====== GIVEN TEXT

Planning your first holiday as a family is such an exciting experience. It is usually done spur of the moment; something will have just clicked inside of you to make you think that you are able to undertake such a massive task. And don’t let that last sentence put you off – it is a huge thing to undertake, but if you plan effectively and prepare yourself accordingly, it should all go off without a hitch. That is, if your child or baby decides to cooperate … the majority of the time, you may not be so lucky.
Planning Where To Go
The most important thing that you will decide on your first vacation together as a family is where to go. Maybe you would like to go to somewhere hot, another country, somewhere where the climate offers a cooler breeze to where you are currently located. Perhaps you would like somewhere to sit back and chill, or maybe you want to keep yourself constantly entertained with attractions and sights to visit. Whatever you choose, you need to make sure that you are able to do this with a baby in tow. Your holidays will be different from now on; if you were previously used to visiting restaurants or clubs late at night or sleeping in during the day, this may not be an option anymore (unless you go on a trip with extended family, in which case they may be able to care for your baby one of the nights to allow you to do this). No matter which one you decide to choose, do your research on what baby-friendly activities and places there are around to go to.

============
====== DATA FOR ANALYSIS

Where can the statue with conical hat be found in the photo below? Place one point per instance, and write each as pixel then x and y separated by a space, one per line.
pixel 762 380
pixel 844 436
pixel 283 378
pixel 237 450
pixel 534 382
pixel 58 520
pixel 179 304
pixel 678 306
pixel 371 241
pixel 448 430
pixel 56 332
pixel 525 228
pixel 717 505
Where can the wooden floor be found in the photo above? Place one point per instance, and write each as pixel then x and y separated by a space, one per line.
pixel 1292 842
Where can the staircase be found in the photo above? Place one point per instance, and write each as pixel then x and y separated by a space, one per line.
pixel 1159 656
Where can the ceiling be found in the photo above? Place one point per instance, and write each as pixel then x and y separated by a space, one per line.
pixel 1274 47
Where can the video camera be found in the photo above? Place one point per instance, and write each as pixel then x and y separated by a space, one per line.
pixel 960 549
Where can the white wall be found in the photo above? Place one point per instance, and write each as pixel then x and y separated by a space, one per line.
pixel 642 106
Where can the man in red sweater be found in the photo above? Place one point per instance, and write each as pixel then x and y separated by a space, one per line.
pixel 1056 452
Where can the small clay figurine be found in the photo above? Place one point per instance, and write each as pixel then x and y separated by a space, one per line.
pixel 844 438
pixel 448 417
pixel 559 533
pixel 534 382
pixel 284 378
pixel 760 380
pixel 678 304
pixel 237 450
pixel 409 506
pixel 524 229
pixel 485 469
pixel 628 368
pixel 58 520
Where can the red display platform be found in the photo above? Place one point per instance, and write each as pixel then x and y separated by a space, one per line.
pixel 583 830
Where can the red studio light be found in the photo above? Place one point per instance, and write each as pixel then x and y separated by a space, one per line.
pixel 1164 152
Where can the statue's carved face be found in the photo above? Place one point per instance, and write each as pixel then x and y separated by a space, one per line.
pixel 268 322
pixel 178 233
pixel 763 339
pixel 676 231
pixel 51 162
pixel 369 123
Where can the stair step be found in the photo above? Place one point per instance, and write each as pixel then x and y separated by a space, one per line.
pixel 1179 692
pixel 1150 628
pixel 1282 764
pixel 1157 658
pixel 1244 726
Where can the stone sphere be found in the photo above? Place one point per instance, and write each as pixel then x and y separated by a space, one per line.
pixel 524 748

============

* _WHAT YOU ARE ASKED TO DO_
In the text on planning a first family holiday, what is the most important decision for a first vacation together as a family?

* _SOLUTION_
Where to go.